[Start of section]

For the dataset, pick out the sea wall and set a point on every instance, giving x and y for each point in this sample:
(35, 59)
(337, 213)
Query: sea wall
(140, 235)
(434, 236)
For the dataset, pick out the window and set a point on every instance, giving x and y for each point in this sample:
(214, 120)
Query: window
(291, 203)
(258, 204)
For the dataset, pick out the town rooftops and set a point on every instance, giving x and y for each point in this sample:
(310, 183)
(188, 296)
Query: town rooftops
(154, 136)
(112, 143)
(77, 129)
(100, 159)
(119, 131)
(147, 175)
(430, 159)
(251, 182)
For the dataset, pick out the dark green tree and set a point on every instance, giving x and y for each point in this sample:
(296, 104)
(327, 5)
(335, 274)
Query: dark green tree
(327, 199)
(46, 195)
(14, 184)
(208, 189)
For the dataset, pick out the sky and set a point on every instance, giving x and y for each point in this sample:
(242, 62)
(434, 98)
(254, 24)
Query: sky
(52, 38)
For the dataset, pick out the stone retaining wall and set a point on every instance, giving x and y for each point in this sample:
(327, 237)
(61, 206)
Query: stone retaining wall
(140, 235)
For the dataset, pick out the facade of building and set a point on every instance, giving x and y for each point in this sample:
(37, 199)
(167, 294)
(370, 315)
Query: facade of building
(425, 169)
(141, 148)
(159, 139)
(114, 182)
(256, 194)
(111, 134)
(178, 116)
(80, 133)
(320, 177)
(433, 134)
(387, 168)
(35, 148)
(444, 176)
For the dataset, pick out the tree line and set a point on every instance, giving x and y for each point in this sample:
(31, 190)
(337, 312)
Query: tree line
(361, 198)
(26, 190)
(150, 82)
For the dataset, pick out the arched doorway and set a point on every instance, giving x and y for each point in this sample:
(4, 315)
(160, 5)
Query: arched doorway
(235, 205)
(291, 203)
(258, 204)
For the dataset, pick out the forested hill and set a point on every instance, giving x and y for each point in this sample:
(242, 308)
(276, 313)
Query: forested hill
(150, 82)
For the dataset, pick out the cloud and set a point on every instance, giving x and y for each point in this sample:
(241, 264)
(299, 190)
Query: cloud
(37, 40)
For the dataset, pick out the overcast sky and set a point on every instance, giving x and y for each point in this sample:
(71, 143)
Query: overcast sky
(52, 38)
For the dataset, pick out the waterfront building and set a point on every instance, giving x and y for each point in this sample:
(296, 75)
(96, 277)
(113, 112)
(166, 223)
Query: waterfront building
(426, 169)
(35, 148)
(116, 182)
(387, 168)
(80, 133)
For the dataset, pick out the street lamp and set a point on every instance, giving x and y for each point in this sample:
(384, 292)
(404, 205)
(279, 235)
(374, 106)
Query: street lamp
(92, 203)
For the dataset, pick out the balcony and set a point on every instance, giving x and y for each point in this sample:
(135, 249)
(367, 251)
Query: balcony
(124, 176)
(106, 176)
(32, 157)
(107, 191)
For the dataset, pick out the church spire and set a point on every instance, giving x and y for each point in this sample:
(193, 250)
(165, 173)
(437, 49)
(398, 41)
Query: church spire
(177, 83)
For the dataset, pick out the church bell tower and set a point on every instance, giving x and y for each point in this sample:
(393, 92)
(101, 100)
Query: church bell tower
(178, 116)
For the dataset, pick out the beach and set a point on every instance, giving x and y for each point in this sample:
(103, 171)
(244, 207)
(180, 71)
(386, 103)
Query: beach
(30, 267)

[End of section]

WORK REQUEST: Write out every entry again exactly, please, with nothing missing.

SOLUTION FOR THIS TASK:
For the dataset, pick out the sea wall and set a point on every instance, giving x and y for each point in this sample:
(35, 59)
(337, 213)
Query: sea wall
(140, 235)
(434, 236)
For the dataset, pick out the window and set a point on every instance, giving x and y for each point in this sample:
(214, 120)
Query: window
(291, 203)
(258, 204)
For the dataset, pick out the town rooftops and set a point on every instance, giving x and y for each point in this sample:
(310, 183)
(188, 296)
Query: town rooftops
(154, 136)
(112, 143)
(77, 129)
(100, 159)
(119, 131)
(147, 175)
(430, 159)
(251, 182)
For the dataset, pick out the dark green tree and set a point on every instance, giving x and y for each point in this sample:
(296, 104)
(327, 5)
(335, 274)
Query: dark green tree
(327, 199)
(46, 195)
(14, 184)
(208, 189)
For the dataset, pick out the sky and set a point on every instance, giving x and y for each point in this sample:
(242, 62)
(434, 98)
(254, 24)
Query: sky
(52, 38)
For the dataset, pick out the stone retaining wall and set a point on every instance, giving x and y for each point in this sample:
(327, 237)
(61, 206)
Query: stone retaining wall
(140, 235)
For the dataset, pick out the facade of building and set a point on every instance, giving x and y for each point in this sample:
(37, 199)
(167, 294)
(370, 315)
Query: facade of building
(425, 169)
(141, 148)
(159, 139)
(114, 182)
(256, 194)
(111, 134)
(178, 116)
(80, 133)
(320, 177)
(433, 134)
(387, 168)
(35, 148)
(444, 176)
For the dataset, pick out the tree line and set a point on every instance, giving x and y for each point in this sample:
(31, 190)
(337, 312)
Query: tree line
(361, 198)
(26, 190)
(150, 82)
For the dataset, pick out the arched doorway and set a point on every instance, giving x and y for each point in this sample:
(4, 315)
(160, 5)
Query: arched doorway
(235, 205)
(291, 203)
(258, 204)
For the dataset, pick out the forested hill and set a point on every instance, giving x and y for each point in this sample:
(242, 308)
(276, 313)
Query: forested hill
(150, 82)
For the dataset, pick out the cloud and set a point on every instance, giving x and y for each point in this sample:
(241, 264)
(299, 190)
Query: cloud
(37, 40)
For the dataset, pick out the overcast sky and set a point on every instance, giving x and y for each point in this sample:
(71, 143)
Query: overcast sky
(52, 38)
For the dataset, pick out the waterfront building and set a point on every instance, giving x and y for each point in this sample:
(296, 75)
(96, 277)
(113, 112)
(166, 223)
Query: waterfront building
(426, 169)
(35, 148)
(116, 182)
(387, 168)
(80, 133)
For the dataset, pick out the street lamp and set a point on every instance, giving x and y for each point in this sample:
(384, 292)
(404, 205)
(279, 235)
(374, 106)
Query: street lamp
(92, 203)
For the dataset, pick out the balcony and set a point on every instance, giving x and y for each point in this sample:
(135, 249)
(367, 251)
Query: balcony
(124, 176)
(106, 176)
(32, 157)
(107, 191)
For the dataset, pick out the church spire and set a point on every instance, giving x and y for each point in this sample:
(193, 250)
(165, 173)
(437, 49)
(398, 41)
Query: church spire
(177, 83)
For the dataset, pick out the church bell tower and set a point on every instance, giving x and y for each point in this sample:
(393, 92)
(101, 100)
Query: church bell tower
(178, 116)
For the dataset, pick out the beach and set a point on every instance, giving x and y for each point in this sample:
(103, 171)
(244, 207)
(180, 71)
(386, 103)
Query: beach
(30, 267)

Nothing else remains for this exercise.